> _WAT WORDT GEVRAAGD_:
1) Geef aan in welk artikel van welke wet de voorlopige voorziening volgens de tekst over de voorlopige voorziening is geregeld.
2) Zet de tekst over de voorlopige voorziening voort na de laatste zin.

Onlangs deed de voorzieningenkamer van de Rechtbank Zeeland-West-Brabant uitspraak in een zaak waarin verzoekster de rechter had verzocht om een voorlopige voorziening te treffen naar aanleiding van het voornemen van verweerder van 2 april 2021 om een boete op te leggen wegens overtreding van de Meststoffenwet.

Eerst maar eens: wat is een voorlopige voorziening? Een voorlopige voorziening is de mogelijkheid om een door een bestuursorgaan genomen besluit dat in werking treedt, voorlopig ongedaan te maken door middel van een spoedprocedure bij de rechter. Deze mogelijkheid is geregeld in artikel 8:81 van de Algemene wet bestuursrecht. Een voorlopige voorziening kan alleen worden toegekend wanneer kan worden aangetoond dat er spoed geboden is en een uitspraak dus noodzakelijk is om onomkeerbare gevolgen te voorkomen. Daarnaast en tegelijkertijd moet een bezwaarschriftprocedure zijn opgestart tegen een besluit of een beroepschrift zijn ingediend tegen een besluit op een bezwaar.

> _VASTGELEGDE GEGEVENS_:
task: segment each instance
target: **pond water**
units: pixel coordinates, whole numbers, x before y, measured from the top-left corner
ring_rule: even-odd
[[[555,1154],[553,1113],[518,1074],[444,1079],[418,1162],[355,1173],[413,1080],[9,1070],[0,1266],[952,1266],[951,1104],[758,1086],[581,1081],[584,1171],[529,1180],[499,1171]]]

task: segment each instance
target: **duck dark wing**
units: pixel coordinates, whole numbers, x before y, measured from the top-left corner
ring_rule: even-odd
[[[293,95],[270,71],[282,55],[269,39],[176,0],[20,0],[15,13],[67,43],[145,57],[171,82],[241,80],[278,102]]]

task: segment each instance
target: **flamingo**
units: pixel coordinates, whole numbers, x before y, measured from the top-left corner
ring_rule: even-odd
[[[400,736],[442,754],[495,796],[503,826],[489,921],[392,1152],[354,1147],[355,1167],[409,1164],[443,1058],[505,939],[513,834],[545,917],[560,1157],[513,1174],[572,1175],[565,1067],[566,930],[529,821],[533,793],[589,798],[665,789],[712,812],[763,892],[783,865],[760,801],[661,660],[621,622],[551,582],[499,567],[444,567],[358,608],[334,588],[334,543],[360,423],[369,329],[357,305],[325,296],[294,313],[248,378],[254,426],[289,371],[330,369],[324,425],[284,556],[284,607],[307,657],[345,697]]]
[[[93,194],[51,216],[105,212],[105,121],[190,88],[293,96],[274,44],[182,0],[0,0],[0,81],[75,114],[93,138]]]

> _ANTWOORDEN_:
1) In artikel 8:81 van de Algemene wet bestuursrecht.

2)
Wanneer aan deze twee voorwaarden wordt voldaan zal de rechter zo snel mogelijk proberen te komen tot een uitspraak.

Een voorbeeld van wanneer het middel van de voorlopige voorziening kan worden gebruikt is wanneer een hoge boete wordt opgelegd en betaling van de boete niet mogelijk is. In een dergelijke situatie kan de rechter door middel van een voorlopige voorziening worden verzocht betaling van de boete uit te stellen tot na de beslissing op bezwaar of beroep.

De uitspraak van een voorlopige voorziening is meestal ofwel dat de voorlopige voorziening niet wordt toegekend (de inwerkingtreding wordt niet opgeschort), ofwel de inwerkingtreding wordt wél opgeschort tot een bepaalde datum, meestal tot 6 weken na uitspraak in de procedure van bezwaar, beroep of hoger beroep. De uitspraak is bindend voor beide partijen en er is geen hoger beroep tegen mogelijk.

De voorlopige voorziening kan enigszins (kort door de bocht) worden vergeleken met een ‘kort geding’. De voorzieningenprocedure loopt naast de ‘normale’ bezwaar en beroepsprocedure.

In het onderhavige geval was het verzoek om voorlopige voorziening er op gericht om verweerder op te dragen de behandeling van een op 15 mei 2021 ingediende zienswijze aan te houden totdat de gemachtigde van verzoekster terug is van vakantie.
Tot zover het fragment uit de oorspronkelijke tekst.